Supplied entries:
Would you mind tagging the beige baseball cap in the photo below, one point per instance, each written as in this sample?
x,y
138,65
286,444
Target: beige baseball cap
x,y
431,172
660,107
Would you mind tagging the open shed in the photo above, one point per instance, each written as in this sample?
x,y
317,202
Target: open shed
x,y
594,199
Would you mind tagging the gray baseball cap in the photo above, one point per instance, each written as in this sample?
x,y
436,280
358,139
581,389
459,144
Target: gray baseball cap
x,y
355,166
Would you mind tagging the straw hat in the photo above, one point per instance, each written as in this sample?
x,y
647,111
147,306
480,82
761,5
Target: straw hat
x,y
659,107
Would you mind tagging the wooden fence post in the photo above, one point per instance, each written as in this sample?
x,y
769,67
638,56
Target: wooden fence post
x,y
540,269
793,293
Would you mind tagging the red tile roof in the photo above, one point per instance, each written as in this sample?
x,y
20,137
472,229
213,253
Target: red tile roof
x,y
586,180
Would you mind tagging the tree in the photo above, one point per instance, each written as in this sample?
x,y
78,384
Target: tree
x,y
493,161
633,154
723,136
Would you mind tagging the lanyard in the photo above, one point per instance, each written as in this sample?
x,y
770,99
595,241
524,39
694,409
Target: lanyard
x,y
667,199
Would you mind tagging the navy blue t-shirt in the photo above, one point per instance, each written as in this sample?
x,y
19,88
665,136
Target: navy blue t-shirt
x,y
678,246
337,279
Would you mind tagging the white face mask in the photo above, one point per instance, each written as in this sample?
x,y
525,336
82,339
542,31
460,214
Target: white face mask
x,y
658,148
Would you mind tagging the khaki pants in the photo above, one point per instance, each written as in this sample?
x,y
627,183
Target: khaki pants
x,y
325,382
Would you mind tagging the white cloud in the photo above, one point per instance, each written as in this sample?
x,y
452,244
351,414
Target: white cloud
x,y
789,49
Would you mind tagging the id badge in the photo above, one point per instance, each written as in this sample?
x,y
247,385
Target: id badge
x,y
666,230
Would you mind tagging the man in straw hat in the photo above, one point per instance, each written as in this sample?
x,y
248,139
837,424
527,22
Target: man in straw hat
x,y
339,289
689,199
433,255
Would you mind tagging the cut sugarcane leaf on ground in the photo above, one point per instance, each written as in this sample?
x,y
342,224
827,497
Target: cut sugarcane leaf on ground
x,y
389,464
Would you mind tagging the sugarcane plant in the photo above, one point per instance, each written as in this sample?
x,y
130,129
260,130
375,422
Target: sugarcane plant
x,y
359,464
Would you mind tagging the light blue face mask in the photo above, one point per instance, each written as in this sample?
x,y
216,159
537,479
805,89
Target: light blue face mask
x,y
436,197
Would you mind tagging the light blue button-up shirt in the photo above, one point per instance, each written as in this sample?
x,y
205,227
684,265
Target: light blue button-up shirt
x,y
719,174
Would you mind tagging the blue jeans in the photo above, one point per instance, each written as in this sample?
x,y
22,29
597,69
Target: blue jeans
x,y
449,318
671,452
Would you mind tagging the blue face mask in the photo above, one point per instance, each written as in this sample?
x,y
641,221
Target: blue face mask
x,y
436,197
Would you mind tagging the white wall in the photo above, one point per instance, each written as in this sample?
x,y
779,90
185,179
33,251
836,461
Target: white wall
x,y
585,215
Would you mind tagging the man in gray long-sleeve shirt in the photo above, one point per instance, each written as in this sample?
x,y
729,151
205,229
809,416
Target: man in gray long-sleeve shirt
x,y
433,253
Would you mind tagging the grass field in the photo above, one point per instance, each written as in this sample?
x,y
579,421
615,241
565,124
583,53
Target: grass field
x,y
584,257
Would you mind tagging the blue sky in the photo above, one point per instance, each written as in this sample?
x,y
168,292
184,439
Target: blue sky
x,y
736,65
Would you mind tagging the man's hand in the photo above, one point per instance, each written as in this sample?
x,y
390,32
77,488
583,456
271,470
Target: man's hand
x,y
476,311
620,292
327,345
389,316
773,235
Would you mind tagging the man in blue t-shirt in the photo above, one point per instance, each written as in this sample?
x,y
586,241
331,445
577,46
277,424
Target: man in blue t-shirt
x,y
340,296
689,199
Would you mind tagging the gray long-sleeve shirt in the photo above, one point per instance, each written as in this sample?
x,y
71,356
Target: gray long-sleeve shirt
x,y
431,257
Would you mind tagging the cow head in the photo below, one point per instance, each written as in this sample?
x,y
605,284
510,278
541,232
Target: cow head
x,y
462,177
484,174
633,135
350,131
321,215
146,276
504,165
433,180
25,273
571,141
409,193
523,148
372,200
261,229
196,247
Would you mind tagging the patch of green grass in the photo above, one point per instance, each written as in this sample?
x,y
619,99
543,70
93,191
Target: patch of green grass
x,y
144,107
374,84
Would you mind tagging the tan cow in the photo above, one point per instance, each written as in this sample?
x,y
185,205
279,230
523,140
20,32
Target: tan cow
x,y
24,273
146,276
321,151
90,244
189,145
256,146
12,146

Your task:
Which lines of the records above hold the word "below"? Copy each one out.

Answer to this task:
Would you mind tagging the beige baseball cap in the photo below, one point per instance, each written as in this sample?
Would you mind tagging the cow head in the photo below, one point per instance, each written as in this sample?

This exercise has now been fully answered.